* Goal *
Select each line in the rows below that contains the string "shirt" and copy it out in full.

* Data drawn from a collection *
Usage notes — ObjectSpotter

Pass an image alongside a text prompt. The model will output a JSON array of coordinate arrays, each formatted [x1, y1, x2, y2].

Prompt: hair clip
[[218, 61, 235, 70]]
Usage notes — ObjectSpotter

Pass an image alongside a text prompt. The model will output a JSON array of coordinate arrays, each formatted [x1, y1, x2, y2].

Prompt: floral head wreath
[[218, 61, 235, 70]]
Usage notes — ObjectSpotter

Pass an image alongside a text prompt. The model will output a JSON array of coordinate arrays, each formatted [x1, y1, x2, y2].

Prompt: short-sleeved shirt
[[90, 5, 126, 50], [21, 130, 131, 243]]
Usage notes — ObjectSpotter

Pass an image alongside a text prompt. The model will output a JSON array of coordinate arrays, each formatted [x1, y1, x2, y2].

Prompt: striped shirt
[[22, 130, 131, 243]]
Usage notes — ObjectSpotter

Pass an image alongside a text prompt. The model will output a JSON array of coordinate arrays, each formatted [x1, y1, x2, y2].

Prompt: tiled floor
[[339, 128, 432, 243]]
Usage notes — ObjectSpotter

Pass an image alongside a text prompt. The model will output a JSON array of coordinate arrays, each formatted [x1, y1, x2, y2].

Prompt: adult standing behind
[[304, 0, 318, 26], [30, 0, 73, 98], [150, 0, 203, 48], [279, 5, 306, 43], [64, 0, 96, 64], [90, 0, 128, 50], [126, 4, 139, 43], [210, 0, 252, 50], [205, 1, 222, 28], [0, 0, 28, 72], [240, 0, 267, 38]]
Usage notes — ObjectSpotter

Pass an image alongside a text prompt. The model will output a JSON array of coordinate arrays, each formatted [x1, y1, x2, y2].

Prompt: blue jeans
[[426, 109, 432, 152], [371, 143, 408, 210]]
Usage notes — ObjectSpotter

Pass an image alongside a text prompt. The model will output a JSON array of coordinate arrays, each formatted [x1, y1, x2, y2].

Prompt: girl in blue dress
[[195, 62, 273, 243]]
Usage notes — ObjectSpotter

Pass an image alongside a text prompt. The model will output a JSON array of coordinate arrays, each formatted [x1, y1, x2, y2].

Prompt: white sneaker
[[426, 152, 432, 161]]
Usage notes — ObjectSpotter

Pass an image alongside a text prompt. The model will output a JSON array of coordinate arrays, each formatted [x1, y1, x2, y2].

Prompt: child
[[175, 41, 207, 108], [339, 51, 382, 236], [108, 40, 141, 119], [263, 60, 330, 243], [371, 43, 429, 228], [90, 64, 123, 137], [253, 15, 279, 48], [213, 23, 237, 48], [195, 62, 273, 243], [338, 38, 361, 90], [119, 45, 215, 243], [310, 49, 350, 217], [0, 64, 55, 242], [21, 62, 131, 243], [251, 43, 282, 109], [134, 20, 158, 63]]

* Solved problem *
Prompt: short-sleeved shirt
Prompt: striped shirt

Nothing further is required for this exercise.